Extract each line of the stored data below that contains the string "bucket". The match is case-sensitive.

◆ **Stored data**
________

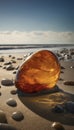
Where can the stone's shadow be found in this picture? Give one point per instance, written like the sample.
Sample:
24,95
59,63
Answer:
43,102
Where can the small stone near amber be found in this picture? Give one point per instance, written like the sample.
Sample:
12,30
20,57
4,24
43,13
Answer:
39,72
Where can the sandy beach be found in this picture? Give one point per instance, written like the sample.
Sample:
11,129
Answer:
37,108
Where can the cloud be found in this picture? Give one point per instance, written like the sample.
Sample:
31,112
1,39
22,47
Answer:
36,37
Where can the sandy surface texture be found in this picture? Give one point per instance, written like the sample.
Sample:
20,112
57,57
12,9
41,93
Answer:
37,108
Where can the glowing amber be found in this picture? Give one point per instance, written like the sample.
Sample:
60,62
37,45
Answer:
40,71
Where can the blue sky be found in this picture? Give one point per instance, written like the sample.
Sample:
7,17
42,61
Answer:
35,19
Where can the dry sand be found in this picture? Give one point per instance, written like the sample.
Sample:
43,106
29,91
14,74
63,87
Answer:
37,108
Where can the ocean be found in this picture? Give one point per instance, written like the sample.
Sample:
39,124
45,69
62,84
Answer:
28,48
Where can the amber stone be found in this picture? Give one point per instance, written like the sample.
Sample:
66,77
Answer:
39,72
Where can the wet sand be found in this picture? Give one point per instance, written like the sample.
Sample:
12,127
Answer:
37,107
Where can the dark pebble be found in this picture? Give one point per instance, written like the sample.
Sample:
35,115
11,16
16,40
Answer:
13,92
69,83
1,59
61,72
7,82
10,67
14,72
4,126
2,117
62,67
57,126
58,109
0,93
18,116
7,63
11,102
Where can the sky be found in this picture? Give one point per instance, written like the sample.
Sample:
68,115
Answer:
36,21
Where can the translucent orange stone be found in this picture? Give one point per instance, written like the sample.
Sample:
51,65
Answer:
40,71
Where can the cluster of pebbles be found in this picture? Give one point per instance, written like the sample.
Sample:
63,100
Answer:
18,115
7,82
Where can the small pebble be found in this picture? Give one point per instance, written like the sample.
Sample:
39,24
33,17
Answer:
61,72
2,117
71,67
4,67
57,126
10,67
13,57
62,67
7,82
1,59
13,61
14,72
60,79
4,126
0,93
13,92
19,58
70,106
11,102
18,116
58,109
69,83
7,63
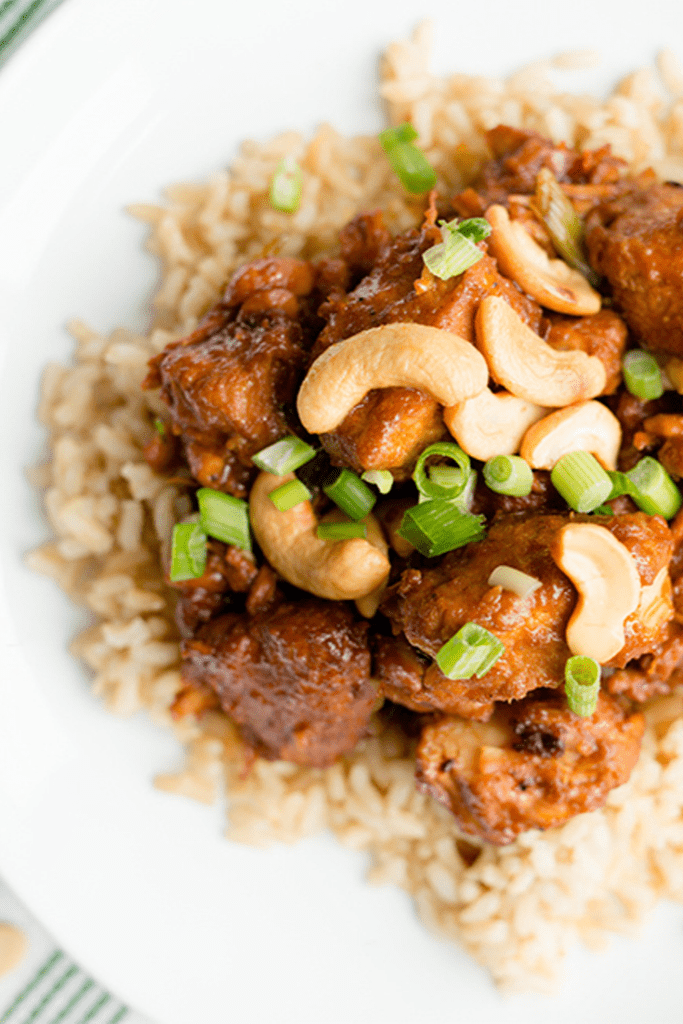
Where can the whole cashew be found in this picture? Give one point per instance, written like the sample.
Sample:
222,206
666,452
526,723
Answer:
335,569
528,367
552,282
390,355
492,424
588,426
604,572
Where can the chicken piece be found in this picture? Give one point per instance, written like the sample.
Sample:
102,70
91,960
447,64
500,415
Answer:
387,430
603,334
295,678
430,605
518,156
637,244
227,569
534,765
226,383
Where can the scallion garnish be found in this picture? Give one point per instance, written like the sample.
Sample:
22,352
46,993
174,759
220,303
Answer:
519,583
564,225
433,487
350,495
340,530
285,456
642,375
582,481
286,185
457,252
408,162
188,552
436,525
582,684
380,478
224,517
508,474
289,495
472,651
652,488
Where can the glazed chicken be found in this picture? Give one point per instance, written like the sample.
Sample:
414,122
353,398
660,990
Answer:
297,672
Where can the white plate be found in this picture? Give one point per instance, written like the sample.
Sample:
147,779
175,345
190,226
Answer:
103,105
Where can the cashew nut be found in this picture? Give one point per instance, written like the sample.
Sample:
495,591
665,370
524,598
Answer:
336,569
528,367
604,572
492,424
552,282
390,355
588,426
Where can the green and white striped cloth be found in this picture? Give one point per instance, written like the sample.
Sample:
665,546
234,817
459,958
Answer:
17,18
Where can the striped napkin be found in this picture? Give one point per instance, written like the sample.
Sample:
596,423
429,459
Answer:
46,986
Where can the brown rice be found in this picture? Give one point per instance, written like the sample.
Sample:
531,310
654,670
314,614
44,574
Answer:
516,908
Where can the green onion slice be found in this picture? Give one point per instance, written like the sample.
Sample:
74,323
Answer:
350,495
472,651
508,474
582,481
286,185
430,486
394,136
285,456
642,375
652,488
341,530
519,583
188,552
380,478
289,495
453,256
582,684
564,225
437,525
224,517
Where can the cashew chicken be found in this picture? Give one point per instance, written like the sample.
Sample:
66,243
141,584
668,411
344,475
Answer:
391,355
338,570
551,282
529,368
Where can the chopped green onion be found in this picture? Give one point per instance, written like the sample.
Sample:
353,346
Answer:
508,474
582,481
564,225
454,256
381,478
224,517
288,495
519,583
642,375
350,495
653,489
408,162
430,486
475,228
436,525
285,456
394,136
341,530
286,185
472,651
582,684
188,552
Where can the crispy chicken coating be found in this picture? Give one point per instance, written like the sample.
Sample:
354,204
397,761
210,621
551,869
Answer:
534,765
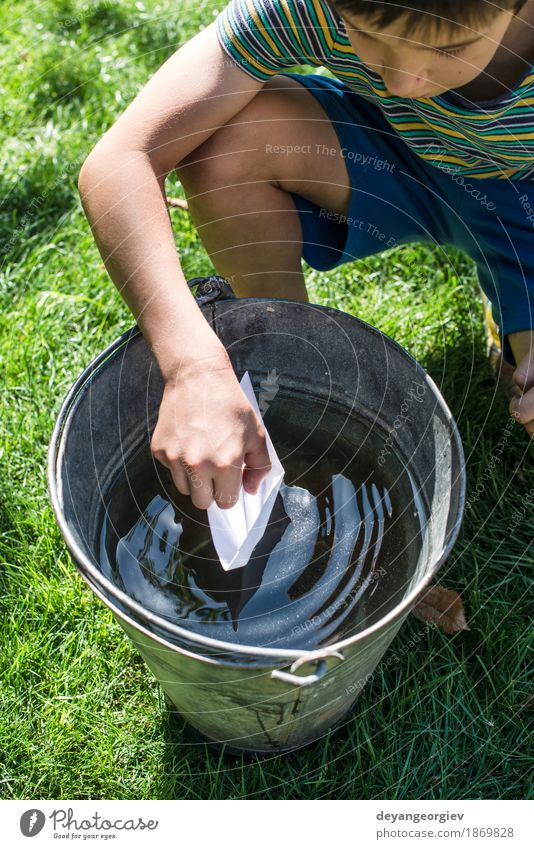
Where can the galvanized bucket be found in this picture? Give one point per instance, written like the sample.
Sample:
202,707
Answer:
251,698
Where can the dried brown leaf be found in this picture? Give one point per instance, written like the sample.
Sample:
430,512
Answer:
444,608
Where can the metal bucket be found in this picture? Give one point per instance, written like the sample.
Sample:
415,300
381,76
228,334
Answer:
251,698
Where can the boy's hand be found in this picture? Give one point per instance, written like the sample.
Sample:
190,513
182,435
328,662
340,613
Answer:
522,406
208,435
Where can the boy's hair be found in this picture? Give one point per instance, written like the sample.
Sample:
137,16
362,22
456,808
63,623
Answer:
430,15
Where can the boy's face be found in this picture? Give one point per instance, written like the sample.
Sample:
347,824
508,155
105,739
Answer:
415,64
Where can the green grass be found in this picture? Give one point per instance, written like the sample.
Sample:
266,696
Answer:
80,715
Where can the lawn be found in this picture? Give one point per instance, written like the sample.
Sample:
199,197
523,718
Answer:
80,715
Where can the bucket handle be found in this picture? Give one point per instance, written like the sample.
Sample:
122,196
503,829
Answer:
213,288
319,658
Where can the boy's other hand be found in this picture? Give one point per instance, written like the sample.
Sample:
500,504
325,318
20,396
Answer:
522,406
208,435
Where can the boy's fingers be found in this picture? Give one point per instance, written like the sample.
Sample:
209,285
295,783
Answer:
257,466
227,484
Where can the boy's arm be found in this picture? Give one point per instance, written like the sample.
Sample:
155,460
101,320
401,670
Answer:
522,406
206,428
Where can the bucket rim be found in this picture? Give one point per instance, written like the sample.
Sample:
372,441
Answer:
92,576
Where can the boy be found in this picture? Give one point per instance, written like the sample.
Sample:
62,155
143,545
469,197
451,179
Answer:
428,129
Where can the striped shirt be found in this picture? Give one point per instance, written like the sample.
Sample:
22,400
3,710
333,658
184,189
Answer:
491,139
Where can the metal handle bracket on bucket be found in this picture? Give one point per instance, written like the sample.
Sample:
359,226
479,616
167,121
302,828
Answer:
320,658
213,288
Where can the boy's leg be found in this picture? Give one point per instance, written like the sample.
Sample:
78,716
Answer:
238,186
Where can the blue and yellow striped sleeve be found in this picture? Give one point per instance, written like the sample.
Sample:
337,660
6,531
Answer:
266,36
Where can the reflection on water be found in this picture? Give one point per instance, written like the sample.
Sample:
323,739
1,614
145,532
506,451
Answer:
339,551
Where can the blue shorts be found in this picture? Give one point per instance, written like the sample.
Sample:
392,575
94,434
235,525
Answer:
399,198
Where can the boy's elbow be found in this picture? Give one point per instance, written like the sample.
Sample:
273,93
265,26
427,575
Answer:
88,171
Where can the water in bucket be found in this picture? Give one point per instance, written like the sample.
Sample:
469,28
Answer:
344,539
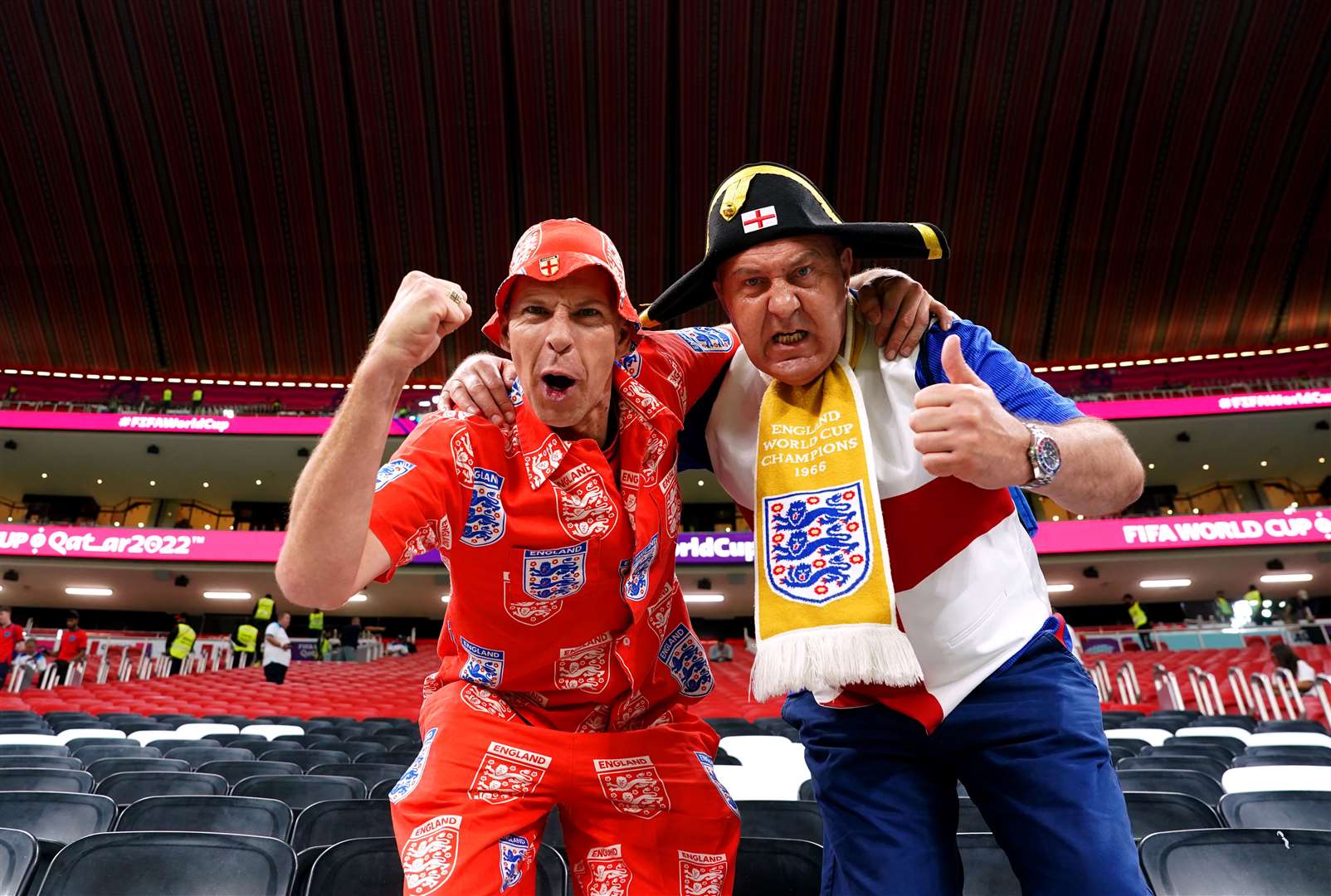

________

◆ **Output**
Where can the galvanized bucket be found in this picture? Give one point per instance, written like the sample.
Where can the metal bucket be found in this picture? Give one point per instance, written like the sample.
Where can the bucket handle be found in this picture? Give one point per instance, written like the sample.
Where can the bucket rim be found in this picture? Give one point per instance, written like the sample.
Where can the metal handle bracket on bucket be found in this picture? Give one point per instance, written like the sample.
Where can the water in bucket be found in this picture? Give one point per instance, written like the sample.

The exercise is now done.